### Collected data entries:
━━━━━━━━

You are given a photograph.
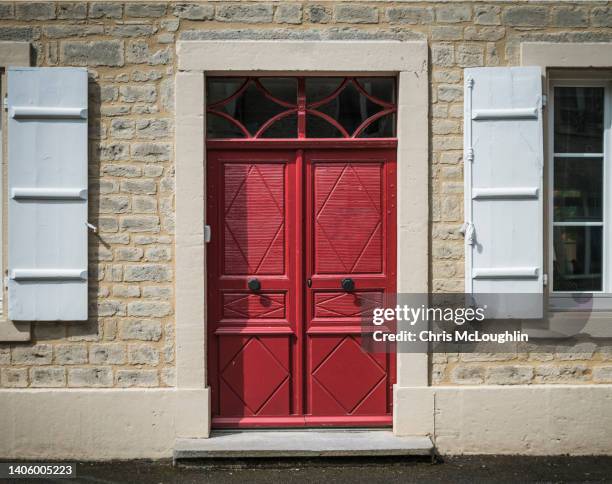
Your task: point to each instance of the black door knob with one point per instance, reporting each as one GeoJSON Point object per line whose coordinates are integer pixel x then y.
{"type": "Point", "coordinates": [348, 284]}
{"type": "Point", "coordinates": [254, 284]}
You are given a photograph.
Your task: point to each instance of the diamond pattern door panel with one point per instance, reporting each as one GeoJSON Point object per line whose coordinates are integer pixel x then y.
{"type": "Point", "coordinates": [351, 234]}
{"type": "Point", "coordinates": [252, 332]}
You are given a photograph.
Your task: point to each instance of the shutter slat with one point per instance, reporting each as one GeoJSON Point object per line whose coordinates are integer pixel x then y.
{"type": "Point", "coordinates": [47, 207]}
{"type": "Point", "coordinates": [503, 185]}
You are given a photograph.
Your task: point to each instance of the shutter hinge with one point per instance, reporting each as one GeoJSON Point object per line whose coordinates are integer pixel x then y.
{"type": "Point", "coordinates": [469, 154]}
{"type": "Point", "coordinates": [207, 233]}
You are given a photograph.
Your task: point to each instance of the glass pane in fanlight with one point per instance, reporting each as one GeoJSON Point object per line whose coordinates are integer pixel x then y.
{"type": "Point", "coordinates": [383, 127]}
{"type": "Point", "coordinates": [317, 127]}
{"type": "Point", "coordinates": [252, 108]}
{"type": "Point", "coordinates": [286, 127]}
{"type": "Point", "coordinates": [220, 88]}
{"type": "Point", "coordinates": [219, 127]}
{"type": "Point", "coordinates": [350, 108]}
{"type": "Point", "coordinates": [382, 88]}
{"type": "Point", "coordinates": [318, 88]}
{"type": "Point", "coordinates": [282, 88]}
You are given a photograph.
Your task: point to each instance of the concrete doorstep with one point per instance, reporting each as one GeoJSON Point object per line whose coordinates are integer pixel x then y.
{"type": "Point", "coordinates": [302, 443]}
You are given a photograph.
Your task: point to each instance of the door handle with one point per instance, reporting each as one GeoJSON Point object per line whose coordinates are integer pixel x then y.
{"type": "Point", "coordinates": [254, 284]}
{"type": "Point", "coordinates": [348, 284]}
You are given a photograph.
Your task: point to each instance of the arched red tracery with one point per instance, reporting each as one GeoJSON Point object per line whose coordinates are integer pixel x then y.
{"type": "Point", "coordinates": [302, 109]}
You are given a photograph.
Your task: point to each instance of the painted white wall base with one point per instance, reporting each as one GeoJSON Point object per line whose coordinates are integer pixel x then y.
{"type": "Point", "coordinates": [97, 424]}
{"type": "Point", "coordinates": [525, 419]}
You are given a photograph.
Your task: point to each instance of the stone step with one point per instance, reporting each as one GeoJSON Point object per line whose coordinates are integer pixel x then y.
{"type": "Point", "coordinates": [302, 443]}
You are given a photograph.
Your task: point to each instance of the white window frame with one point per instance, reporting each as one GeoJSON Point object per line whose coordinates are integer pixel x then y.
{"type": "Point", "coordinates": [12, 54]}
{"type": "Point", "coordinates": [567, 299]}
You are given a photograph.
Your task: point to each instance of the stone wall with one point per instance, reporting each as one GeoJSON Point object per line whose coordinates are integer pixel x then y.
{"type": "Point", "coordinates": [129, 50]}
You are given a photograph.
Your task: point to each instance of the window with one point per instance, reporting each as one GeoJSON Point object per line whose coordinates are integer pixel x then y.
{"type": "Point", "coordinates": [581, 190]}
{"type": "Point", "coordinates": [311, 107]}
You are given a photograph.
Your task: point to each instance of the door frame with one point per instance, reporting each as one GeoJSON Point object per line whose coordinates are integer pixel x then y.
{"type": "Point", "coordinates": [406, 60]}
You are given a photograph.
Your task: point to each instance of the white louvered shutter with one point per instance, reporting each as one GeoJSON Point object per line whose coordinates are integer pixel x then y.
{"type": "Point", "coordinates": [47, 194]}
{"type": "Point", "coordinates": [503, 153]}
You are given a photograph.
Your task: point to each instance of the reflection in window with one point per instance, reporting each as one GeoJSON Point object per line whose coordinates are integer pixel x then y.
{"type": "Point", "coordinates": [578, 257]}
{"type": "Point", "coordinates": [355, 107]}
{"type": "Point", "coordinates": [330, 107]}
{"type": "Point", "coordinates": [578, 189]}
{"type": "Point", "coordinates": [579, 119]}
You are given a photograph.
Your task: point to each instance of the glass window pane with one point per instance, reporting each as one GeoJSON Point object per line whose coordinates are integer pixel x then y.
{"type": "Point", "coordinates": [318, 88]}
{"type": "Point", "coordinates": [579, 119]}
{"type": "Point", "coordinates": [317, 127]}
{"type": "Point", "coordinates": [220, 88]}
{"type": "Point", "coordinates": [578, 192]}
{"type": "Point", "coordinates": [350, 108]}
{"type": "Point", "coordinates": [382, 88]}
{"type": "Point", "coordinates": [577, 259]}
{"type": "Point", "coordinates": [383, 127]}
{"type": "Point", "coordinates": [285, 127]}
{"type": "Point", "coordinates": [218, 127]}
{"type": "Point", "coordinates": [282, 88]}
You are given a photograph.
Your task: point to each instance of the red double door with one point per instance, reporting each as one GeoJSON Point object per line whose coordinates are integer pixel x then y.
{"type": "Point", "coordinates": [303, 244]}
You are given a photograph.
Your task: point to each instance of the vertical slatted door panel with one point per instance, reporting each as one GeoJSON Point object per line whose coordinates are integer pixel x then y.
{"type": "Point", "coordinates": [47, 199]}
{"type": "Point", "coordinates": [503, 193]}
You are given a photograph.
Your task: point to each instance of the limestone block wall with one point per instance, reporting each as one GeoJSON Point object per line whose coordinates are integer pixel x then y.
{"type": "Point", "coordinates": [129, 50]}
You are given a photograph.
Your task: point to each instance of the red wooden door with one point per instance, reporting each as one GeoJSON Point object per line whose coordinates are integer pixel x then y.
{"type": "Point", "coordinates": [252, 335]}
{"type": "Point", "coordinates": [288, 353]}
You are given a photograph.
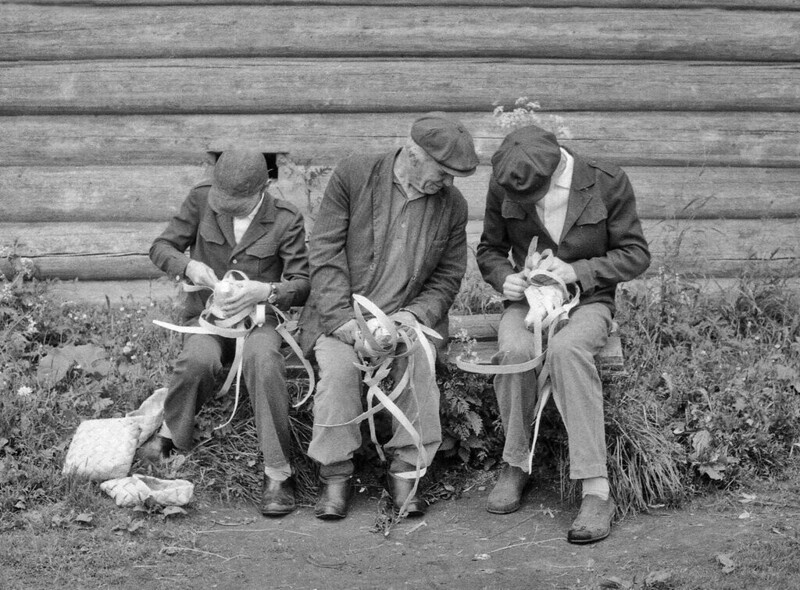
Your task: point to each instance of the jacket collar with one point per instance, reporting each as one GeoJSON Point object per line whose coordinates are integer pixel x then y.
{"type": "Point", "coordinates": [583, 178]}
{"type": "Point", "coordinates": [258, 227]}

━━━━━━━━

### WORK TASK:
Every line of the data above is to be set down exactly; the pictures are not.

### PROBLEM SOLUTION:
You are given a photograph.
Your task: point to each instance of the black door knob with one point per instance, reporting each as one GeoJSON Point object per line whose coordinates are integer pixel x then y.
{"type": "Point", "coordinates": [348, 284]}
{"type": "Point", "coordinates": [254, 284]}
You are given a photograph.
Your task: point to each instance of the diamond pattern door panel with one point per instance, reporting each as one GeoJSON Point object per line whose coordinates are integer pixel x then y.
{"type": "Point", "coordinates": [351, 234]}
{"type": "Point", "coordinates": [252, 332]}
You are given a photograph.
Your task: point to each instance of the shutter slat with one point per instance, reporting each as one GeoJSON Point object per line whose coordinates are integer pixel x then y.
{"type": "Point", "coordinates": [47, 207]}
{"type": "Point", "coordinates": [503, 185]}
You are given a photograph.
Your task: point to each instance of the shutter hinge with one point per instance, reporting each as one GeoJSON Point object per line whose coordinates are integer pixel x then y.
{"type": "Point", "coordinates": [469, 154]}
{"type": "Point", "coordinates": [207, 233]}
You are given a photograph.
Your task: point to each instance of the glass pane in fanlight with one point per instance, reporting each as one GeoJSON Point object per line whose coordinates are integer pixel x then y.
{"type": "Point", "coordinates": [383, 127]}
{"type": "Point", "coordinates": [317, 127]}
{"type": "Point", "coordinates": [252, 108]}
{"type": "Point", "coordinates": [286, 127]}
{"type": "Point", "coordinates": [220, 88]}
{"type": "Point", "coordinates": [219, 127]}
{"type": "Point", "coordinates": [350, 108]}
{"type": "Point", "coordinates": [382, 88]}
{"type": "Point", "coordinates": [318, 88]}
{"type": "Point", "coordinates": [282, 88]}
You are given a photograph.
Your task: point to each instance of the concrete doorstep with one point per instance, reporting each as one GeoJSON Point object per line whose coordinates are integer pixel x then y.
{"type": "Point", "coordinates": [302, 443]}
You are given a photograph.
Your task: point to each instance of the door handle with one point per instance, reporting each as one GeoJSON Point object per line whose coordinates are integer pixel x then y.
{"type": "Point", "coordinates": [254, 284]}
{"type": "Point", "coordinates": [348, 284]}
You are given a photograph.
Your task: point to each instance of the arched red tracery with one point per instance, reporting each as one GeoJSON Point object per line whose coordinates are integer pixel x then y.
{"type": "Point", "coordinates": [302, 109]}
You are given a photograph.
Your task: point to each instance of the painted white wall base with one point per instance, reporting each as one GeoJSON Point object per line whose coordinates are integer pixel x then y.
{"type": "Point", "coordinates": [97, 424]}
{"type": "Point", "coordinates": [525, 419]}
You are given a photograph.
Your task: point to each instance of the stone step with one point per instance, reporting each as one GeoJSON Point object per line whose coordinates are integer pixel x then y.
{"type": "Point", "coordinates": [302, 443]}
You are given a photograph.
Your task: point to each instance of the white window frame with one point per instance, reporting each as one GeoJSON Point object per line whose coordinates are integer pixel x then y.
{"type": "Point", "coordinates": [12, 54]}
{"type": "Point", "coordinates": [567, 299]}
You are given a photograph.
Your task: point to each instance of the stone wall with one point per instance, reporting each as one GeoJSON Point object per line whose coordinates are integer pixel x then y.
{"type": "Point", "coordinates": [129, 50]}
You are given a photograph.
Your task: point to each instance of the window with one point per instance, reporting each as one GeoJSON Point object per line whose coordinates are integer pixel x then y.
{"type": "Point", "coordinates": [581, 190]}
{"type": "Point", "coordinates": [311, 107]}
You are given a photograph.
Your task: point to each instance of the door frame with one point per instance, reporting each as one GeoJSON Point object per line whose coordinates are integer pixel x then y.
{"type": "Point", "coordinates": [406, 60]}
You are given a photograph.
Your task: point to each instance of the white louvered shutter with one point per instance, reporting each as one GeoJSON Point object per line whose coordinates are integer pixel x then y.
{"type": "Point", "coordinates": [47, 194]}
{"type": "Point", "coordinates": [503, 153]}
You are given a photograph.
Your task: point to each instance of the reflection in window with one point per instance, reporting each as one GeoJSON Point object per line whose coordinates are integer pixel x then y.
{"type": "Point", "coordinates": [578, 257]}
{"type": "Point", "coordinates": [355, 107]}
{"type": "Point", "coordinates": [330, 107]}
{"type": "Point", "coordinates": [578, 189]}
{"type": "Point", "coordinates": [579, 119]}
You are given a photograph.
Your task: point to each instance of the glass window pane with one point per instance, reporting each as one GeoJSON Point object per line whose coordinates are integer pixel x then y.
{"type": "Point", "coordinates": [318, 88]}
{"type": "Point", "coordinates": [579, 119]}
{"type": "Point", "coordinates": [317, 127]}
{"type": "Point", "coordinates": [220, 88]}
{"type": "Point", "coordinates": [578, 192]}
{"type": "Point", "coordinates": [350, 108]}
{"type": "Point", "coordinates": [382, 88]}
{"type": "Point", "coordinates": [577, 259]}
{"type": "Point", "coordinates": [383, 127]}
{"type": "Point", "coordinates": [285, 127]}
{"type": "Point", "coordinates": [218, 127]}
{"type": "Point", "coordinates": [282, 88]}
You are given a photograph.
Your task: point to each instance of the red double door with one point per instance, reporting each as one GeoJSON Point object per line whose coordinates are integer pixel x then y.
{"type": "Point", "coordinates": [303, 244]}
You are given a photograph.
Your task: point to each instance of the vertical slatted door panel with one point per instance, reporting each as one GeoJSON Point object per line whose coordinates are integer pixel x then y.
{"type": "Point", "coordinates": [47, 199]}
{"type": "Point", "coordinates": [503, 193]}
You are given a photograph.
Your task: point to each instance of the limestone block wall with one point per instance, reporting each as one GeoJSON Point object per line whose coordinates are integer pixel x then y.
{"type": "Point", "coordinates": [129, 50]}
You are given a photograph.
Your task: point to each instance of the red wooden door with one point per instance, reporting each as one GeoJSON Point object per line whose coordinates are integer pixel x then y.
{"type": "Point", "coordinates": [252, 335]}
{"type": "Point", "coordinates": [288, 353]}
You are given a photograph.
Your task: point to each instance of the jacket collar with one point per instance, reporting each as one GeoJSON Point object per line whose coordinates are integer pixel x then y.
{"type": "Point", "coordinates": [583, 178]}
{"type": "Point", "coordinates": [258, 227]}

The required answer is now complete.